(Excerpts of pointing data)
Begin
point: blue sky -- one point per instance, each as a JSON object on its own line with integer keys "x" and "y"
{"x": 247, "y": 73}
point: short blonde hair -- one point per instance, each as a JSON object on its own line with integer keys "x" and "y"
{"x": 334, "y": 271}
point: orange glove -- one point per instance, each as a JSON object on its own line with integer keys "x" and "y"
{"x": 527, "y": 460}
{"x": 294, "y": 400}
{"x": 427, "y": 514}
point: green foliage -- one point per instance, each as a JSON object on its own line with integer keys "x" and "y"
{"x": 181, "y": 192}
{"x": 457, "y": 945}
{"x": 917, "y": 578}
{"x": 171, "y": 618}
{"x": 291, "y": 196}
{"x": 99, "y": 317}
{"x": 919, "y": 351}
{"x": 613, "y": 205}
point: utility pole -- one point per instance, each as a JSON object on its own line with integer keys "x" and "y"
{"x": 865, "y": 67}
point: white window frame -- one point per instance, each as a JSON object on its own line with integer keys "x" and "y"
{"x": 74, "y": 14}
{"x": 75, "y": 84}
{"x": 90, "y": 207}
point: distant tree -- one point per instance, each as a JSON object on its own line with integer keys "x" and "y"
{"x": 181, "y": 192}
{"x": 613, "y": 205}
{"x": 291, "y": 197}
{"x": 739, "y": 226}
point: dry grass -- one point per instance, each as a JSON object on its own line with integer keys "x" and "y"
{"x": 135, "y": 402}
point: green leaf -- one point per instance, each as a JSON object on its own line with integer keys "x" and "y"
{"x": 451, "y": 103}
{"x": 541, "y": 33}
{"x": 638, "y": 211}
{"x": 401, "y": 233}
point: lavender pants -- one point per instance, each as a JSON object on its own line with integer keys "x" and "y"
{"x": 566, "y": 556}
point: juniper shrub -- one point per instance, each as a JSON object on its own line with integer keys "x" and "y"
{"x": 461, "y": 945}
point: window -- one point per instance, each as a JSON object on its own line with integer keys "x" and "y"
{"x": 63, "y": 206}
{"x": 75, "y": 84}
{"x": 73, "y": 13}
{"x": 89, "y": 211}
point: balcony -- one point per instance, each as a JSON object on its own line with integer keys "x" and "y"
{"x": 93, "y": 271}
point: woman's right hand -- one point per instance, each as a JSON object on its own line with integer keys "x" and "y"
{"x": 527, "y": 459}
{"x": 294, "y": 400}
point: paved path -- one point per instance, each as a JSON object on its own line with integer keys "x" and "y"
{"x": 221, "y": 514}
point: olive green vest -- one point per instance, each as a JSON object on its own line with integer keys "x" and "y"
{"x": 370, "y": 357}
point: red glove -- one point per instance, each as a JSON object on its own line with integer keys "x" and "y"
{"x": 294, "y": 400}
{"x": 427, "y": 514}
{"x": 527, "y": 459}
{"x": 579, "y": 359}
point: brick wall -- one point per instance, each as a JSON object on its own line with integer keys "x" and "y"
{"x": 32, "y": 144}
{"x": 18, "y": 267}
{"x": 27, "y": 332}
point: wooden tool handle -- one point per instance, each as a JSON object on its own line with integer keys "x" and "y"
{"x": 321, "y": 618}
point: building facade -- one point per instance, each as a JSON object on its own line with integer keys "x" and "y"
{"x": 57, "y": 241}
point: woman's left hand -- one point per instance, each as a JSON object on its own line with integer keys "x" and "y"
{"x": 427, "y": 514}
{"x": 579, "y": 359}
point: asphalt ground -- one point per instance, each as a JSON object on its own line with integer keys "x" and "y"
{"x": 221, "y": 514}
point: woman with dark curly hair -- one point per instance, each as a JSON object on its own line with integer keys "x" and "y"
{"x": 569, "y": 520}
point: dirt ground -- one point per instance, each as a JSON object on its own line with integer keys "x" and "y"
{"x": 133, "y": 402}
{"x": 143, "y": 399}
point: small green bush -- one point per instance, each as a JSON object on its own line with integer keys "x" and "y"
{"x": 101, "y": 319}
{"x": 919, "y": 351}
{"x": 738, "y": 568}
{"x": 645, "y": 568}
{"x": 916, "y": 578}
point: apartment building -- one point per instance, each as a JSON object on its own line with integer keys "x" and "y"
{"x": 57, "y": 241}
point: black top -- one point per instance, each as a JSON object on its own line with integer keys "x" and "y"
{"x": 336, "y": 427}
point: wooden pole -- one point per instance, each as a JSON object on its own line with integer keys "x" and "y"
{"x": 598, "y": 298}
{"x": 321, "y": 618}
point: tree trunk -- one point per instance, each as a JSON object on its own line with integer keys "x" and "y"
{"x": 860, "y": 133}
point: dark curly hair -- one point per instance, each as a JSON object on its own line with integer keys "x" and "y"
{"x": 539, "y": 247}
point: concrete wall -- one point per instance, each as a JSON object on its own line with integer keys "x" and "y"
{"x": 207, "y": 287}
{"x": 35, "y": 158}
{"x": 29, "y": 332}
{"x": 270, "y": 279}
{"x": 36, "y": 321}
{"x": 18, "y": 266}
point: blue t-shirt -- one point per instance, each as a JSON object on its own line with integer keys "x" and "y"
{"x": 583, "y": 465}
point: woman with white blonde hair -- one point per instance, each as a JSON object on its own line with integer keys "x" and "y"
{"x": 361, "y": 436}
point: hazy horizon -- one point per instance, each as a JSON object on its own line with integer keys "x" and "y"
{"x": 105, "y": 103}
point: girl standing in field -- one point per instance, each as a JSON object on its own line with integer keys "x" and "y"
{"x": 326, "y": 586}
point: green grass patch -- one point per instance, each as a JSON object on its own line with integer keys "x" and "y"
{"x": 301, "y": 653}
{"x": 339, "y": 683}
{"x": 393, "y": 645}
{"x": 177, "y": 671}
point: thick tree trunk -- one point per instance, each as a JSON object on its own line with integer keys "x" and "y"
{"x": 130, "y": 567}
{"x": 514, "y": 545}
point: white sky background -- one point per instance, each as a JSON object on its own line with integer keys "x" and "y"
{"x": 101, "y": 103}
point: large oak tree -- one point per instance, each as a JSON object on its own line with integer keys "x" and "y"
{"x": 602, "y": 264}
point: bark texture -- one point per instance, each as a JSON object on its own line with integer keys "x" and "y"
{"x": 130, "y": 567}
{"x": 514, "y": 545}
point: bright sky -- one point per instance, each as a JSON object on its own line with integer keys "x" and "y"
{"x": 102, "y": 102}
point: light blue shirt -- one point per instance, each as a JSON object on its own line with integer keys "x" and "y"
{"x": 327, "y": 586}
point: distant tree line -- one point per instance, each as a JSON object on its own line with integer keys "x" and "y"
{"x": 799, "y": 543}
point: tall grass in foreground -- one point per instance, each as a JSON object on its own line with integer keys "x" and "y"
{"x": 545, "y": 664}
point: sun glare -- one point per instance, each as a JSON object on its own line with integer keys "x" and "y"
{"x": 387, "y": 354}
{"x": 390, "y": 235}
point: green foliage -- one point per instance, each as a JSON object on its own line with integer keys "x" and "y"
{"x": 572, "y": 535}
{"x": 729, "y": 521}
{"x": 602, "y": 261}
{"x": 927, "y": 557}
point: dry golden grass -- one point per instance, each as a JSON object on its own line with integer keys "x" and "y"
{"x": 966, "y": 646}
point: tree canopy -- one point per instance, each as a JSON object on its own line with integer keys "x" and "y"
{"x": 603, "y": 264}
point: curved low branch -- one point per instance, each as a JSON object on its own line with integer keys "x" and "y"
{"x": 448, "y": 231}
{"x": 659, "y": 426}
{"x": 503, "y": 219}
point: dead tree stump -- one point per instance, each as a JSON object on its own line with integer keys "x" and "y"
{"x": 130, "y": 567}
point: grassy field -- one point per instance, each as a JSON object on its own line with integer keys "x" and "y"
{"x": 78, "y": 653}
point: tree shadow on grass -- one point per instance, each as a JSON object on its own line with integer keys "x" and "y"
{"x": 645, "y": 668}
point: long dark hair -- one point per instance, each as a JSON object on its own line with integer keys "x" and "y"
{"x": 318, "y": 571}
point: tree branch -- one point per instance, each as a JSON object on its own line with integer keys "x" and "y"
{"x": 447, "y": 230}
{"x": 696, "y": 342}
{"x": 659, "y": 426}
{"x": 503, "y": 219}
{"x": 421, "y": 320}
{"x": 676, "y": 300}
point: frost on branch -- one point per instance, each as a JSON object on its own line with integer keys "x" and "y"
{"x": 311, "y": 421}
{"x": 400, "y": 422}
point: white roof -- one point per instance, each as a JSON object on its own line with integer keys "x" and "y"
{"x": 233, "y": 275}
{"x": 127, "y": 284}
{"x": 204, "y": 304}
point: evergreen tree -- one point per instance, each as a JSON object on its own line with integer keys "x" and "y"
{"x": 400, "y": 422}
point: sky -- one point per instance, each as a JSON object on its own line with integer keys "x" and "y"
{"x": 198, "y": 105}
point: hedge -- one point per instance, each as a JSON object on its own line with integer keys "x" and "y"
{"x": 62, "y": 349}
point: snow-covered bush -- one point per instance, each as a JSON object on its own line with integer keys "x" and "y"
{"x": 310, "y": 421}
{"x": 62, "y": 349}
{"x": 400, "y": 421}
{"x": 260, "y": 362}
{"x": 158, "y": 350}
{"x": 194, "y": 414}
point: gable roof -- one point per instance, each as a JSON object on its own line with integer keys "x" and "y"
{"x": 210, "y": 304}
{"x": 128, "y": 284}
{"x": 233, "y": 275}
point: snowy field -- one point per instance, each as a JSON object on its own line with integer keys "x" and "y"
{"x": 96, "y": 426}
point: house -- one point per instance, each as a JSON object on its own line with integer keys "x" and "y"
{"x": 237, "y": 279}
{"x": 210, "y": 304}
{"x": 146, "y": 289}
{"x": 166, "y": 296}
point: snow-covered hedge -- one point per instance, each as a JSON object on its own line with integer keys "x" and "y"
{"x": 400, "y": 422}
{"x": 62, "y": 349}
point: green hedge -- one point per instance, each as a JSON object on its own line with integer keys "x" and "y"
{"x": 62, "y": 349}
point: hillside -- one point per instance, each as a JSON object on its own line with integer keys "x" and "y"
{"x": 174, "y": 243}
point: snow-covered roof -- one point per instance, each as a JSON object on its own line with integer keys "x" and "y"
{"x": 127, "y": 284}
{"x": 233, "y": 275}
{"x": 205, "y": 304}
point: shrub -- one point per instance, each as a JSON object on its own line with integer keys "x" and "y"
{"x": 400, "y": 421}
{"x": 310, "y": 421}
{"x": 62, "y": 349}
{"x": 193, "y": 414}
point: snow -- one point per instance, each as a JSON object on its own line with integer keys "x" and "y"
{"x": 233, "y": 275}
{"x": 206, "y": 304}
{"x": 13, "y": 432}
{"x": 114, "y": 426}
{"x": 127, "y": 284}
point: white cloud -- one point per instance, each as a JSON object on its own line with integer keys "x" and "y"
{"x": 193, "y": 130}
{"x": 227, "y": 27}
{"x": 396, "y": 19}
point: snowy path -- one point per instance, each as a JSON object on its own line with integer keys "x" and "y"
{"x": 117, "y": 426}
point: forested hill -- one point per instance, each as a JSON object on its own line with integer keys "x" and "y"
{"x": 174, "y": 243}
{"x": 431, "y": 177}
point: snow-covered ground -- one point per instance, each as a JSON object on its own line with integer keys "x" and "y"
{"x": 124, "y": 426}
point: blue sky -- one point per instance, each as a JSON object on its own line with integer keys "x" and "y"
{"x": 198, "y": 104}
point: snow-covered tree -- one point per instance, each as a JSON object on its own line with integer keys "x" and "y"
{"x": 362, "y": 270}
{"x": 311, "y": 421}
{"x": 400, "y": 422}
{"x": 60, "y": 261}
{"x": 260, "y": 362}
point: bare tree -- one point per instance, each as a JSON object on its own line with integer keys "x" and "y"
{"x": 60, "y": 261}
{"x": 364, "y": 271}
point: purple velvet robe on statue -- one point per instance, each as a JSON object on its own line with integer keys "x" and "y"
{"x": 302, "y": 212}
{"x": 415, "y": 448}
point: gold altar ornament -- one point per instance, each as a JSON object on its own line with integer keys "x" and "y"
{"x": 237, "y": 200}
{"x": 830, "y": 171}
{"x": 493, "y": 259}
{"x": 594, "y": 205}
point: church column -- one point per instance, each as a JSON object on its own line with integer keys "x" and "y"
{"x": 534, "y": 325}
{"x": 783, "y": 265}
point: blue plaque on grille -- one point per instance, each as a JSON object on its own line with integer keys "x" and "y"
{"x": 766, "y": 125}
End
WHAT TO WORK ON -
Copy out exactly the lines running from the line with "point: snow -- one" to the end of the records, inclusive.

TASK RESULT -
point: snow -- one point per instance, each as a JSON object on its own line with integer keys "x" and "y"
{"x": 233, "y": 275}
{"x": 206, "y": 304}
{"x": 13, "y": 432}
{"x": 114, "y": 426}
{"x": 127, "y": 284}
point: white cloud -- one point per instance, each as a JSON object on its own line with integer keys "x" and "y"
{"x": 193, "y": 130}
{"x": 227, "y": 27}
{"x": 396, "y": 19}
point: snowy path -- one point per instance, each as a JSON object on its own line with integer keys "x" and "y"
{"x": 117, "y": 426}
point: forested hill -- one point per instance, each as a JSON object on its own line with integer keys "x" and "y"
{"x": 174, "y": 243}
{"x": 431, "y": 177}
point: snow-covered ground -- one point per instance, each as a JSON object on its own line with integer keys "x" and "y"
{"x": 124, "y": 426}
point: blue sky -- one point per instance, each as a JSON object on its own line with integer keys "x" and "y"
{"x": 198, "y": 104}
point: snow-covered tree -- one point per instance, each as a JSON object on its own line with integer keys "x" and "y"
{"x": 362, "y": 270}
{"x": 311, "y": 421}
{"x": 400, "y": 422}
{"x": 60, "y": 261}
{"x": 260, "y": 362}
point: bare tree -- one point per instance, each as a JSON object on its own line with integer keys "x" and "y"
{"x": 60, "y": 261}
{"x": 364, "y": 271}
point: purple velvet robe on statue -- one point per instance, each as a JSON object on its own line with integer keys "x" and "y"
{"x": 302, "y": 212}
{"x": 415, "y": 448}
point: gold altar ornament -- one point per instance, each as a JSON object on its own line with integer keys "x" and "y"
{"x": 237, "y": 200}
{"x": 830, "y": 171}
{"x": 493, "y": 259}
{"x": 594, "y": 205}
point: church column -- one point per instance, each as a JSON object on its own line with integer keys "x" and "y"
{"x": 534, "y": 325}
{"x": 783, "y": 265}
point: blue plaque on grille -- one point per instance, each as a JSON object on its own line with integer keys "x" and "y"
{"x": 766, "y": 125}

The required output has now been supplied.